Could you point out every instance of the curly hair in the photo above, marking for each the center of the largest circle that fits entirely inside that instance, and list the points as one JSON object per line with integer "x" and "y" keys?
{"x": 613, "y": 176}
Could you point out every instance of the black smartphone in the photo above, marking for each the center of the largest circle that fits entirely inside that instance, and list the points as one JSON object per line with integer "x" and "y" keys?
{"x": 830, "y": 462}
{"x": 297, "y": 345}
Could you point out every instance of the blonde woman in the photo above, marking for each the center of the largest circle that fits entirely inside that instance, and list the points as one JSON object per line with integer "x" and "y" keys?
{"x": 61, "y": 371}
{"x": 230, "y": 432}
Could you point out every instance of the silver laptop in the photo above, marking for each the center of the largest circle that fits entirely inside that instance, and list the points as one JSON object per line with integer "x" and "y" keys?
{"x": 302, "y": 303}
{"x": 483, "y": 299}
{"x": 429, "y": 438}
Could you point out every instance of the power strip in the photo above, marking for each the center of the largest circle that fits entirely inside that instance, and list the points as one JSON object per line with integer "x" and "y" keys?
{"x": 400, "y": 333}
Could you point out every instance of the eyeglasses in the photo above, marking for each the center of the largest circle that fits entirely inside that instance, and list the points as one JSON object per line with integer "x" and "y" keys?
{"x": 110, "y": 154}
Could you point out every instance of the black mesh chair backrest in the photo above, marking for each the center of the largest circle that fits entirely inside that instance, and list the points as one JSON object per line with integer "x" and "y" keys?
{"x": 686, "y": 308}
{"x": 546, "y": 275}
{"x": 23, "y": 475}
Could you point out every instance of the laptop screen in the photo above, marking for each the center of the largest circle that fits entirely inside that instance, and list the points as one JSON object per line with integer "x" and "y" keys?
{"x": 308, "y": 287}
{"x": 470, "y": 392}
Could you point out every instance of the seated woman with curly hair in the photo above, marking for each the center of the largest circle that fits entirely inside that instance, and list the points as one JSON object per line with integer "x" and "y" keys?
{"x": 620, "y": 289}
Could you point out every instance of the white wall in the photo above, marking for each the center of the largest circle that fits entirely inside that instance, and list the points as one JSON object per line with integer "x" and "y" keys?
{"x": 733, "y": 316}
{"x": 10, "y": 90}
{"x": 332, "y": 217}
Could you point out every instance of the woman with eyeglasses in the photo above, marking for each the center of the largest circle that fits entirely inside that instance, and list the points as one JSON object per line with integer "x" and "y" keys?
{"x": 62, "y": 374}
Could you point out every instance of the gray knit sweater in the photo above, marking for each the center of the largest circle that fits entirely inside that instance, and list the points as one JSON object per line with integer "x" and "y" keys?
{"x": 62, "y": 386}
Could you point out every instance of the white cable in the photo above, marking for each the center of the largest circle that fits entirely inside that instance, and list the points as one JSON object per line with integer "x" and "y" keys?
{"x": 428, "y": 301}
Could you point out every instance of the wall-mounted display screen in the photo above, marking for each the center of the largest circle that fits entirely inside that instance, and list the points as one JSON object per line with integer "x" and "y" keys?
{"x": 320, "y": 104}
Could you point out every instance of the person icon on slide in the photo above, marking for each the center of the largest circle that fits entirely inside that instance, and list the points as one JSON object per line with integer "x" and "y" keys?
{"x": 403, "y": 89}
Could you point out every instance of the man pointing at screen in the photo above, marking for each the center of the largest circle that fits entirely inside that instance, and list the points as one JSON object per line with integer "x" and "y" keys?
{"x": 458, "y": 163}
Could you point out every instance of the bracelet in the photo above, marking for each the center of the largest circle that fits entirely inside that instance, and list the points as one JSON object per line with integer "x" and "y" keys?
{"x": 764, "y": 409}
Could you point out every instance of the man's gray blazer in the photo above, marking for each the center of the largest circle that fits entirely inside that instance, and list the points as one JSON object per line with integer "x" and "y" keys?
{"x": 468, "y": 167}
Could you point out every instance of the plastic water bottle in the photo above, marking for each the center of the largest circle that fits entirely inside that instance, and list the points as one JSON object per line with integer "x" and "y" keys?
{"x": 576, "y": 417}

------------

* Required work: Rewrite all the records above, replacing "largest circle" with "biggest circle" and changing nothing else.

* Task result:
Could you point out every instance of the curly hair in the photo above, marking for each the center of the biggest circle that fits entirely inside that instance, and list the points as one JSON object per line with integer "x" and "y" keys?
{"x": 613, "y": 176}
Could you point out every instance of the black smartphone in the photo above, marking for each the center of the biggest circle that fits entirely inside that instance, and list the points as one JSON object per line with integer "x" and "y" keys?
{"x": 830, "y": 462}
{"x": 297, "y": 345}
Could you point out every instance of the blonde woman in the photo above, marking for each the center of the biggest circle that fits entirely inside that instance, and list the points as one JSON object per line with integer "x" and "y" keys?
{"x": 61, "y": 371}
{"x": 230, "y": 432}
Could you point out every instance of the silver laptop in the photo above, marking for each the center of the biggest circle that fits entirely inside that instance, and list the points as one JSON object per line with integer "x" and "y" keys?
{"x": 302, "y": 303}
{"x": 483, "y": 299}
{"x": 429, "y": 438}
Could you point out every instance of the power strip in the photo above, marking for each the center of the biggest circle that fits entirely inside that instance, and list the points as one JSON object per line with integer "x" and "y" keys?
{"x": 400, "y": 333}
Could you point out every instance of the eyeglasses in the photo above, marking for each the center of the biggest circle that fits entirely inside that instance, and list the points as one JSON object per line with integer "x" and "y" keys?
{"x": 110, "y": 154}
Could you point out every instance of the black mesh chair backrest in the photo above, marking for each the center of the biggest circle that fits entirely inside that instance, and list the points as one JSON object per line with integer "x" and "y" keys?
{"x": 686, "y": 308}
{"x": 546, "y": 275}
{"x": 23, "y": 475}
Could you point out every instance of the laptop screen in the photo above, marking for each the center of the biggest circle that fits entirely inside that instance, and list the points as one JSON object per line with integer "x" and "y" keys?
{"x": 308, "y": 287}
{"x": 470, "y": 392}
Could you point out every instance of the seated woman with curly hair in the photo above, marking for each the center of the biggest circle that fits entirely inside that instance, and list the points as one JSON object per line with integer "x" and "y" keys?
{"x": 620, "y": 289}
Could you point out every instance of the white wall in the photo above, marking for each the center of the biggest circle that fits entirely inside that instance, and list the points as one JSON object per line with integer "x" and "y" keys?
{"x": 733, "y": 316}
{"x": 10, "y": 90}
{"x": 332, "y": 217}
Could you point out every instance of the woman with eyeglasses in the photo above, marking for each the center of the biggest circle that fits entirely inside that instance, and list the points as one JSON object per line with integer "x" and "y" keys?
{"x": 62, "y": 374}
Could you point out every instance of the gray knit sweater in the photo above, marking for each the center of the biggest circle that fits entirely inside that instance, and list the points as one JSON object per line with integer "x" and "y" keys?
{"x": 62, "y": 386}
Could you point out every instance of the white cable in the photo above, marking for each the center of the biggest circle that fits entirely inside that instance, and list the points as one JSON object per line with integer "x" and "y" keys?
{"x": 428, "y": 301}
Could you point out every instance of the wall-mounted display screen in the photo above, marking for each the center of the biggest circle that fits entirely inside that instance, and list the points as one JSON object per line with integer "x" and "y" keys?
{"x": 320, "y": 104}
Could you point out every instance of the person icon on slide in the photo above, marking for each the center of the biggest circle that fits entirely inside that instance, and list the points as one JSON object per line with integer "x" and "y" keys?
{"x": 403, "y": 89}
Could you point out every instance of the man pointing at screen in the photo above, marking for each the center of the biggest circle that fits entirely inside that instance, and list the points as one JSON object per line with integer "x" and "y" keys?
{"x": 458, "y": 163}
Could you point out every instance of the bracelet in the photo above, marking for each the center of the biggest circle that fits entirely inside that instance, and list the points as one JSON object per line with integer "x" and "y" keys?
{"x": 764, "y": 409}
Could you point out every instance of the man's gray blazer in the photo above, marking for each the center of the biggest circle that fits entirely inside that instance, and list the points as one JSON object per line with integer "x" and "y" keys?
{"x": 468, "y": 167}
Could you point out every instance of the plastic water bottle in the photo above, marking for each the center of the biggest circle that fits entirely inside that instance, and list the points as one JSON object per line with integer "x" and "y" keys?
{"x": 576, "y": 417}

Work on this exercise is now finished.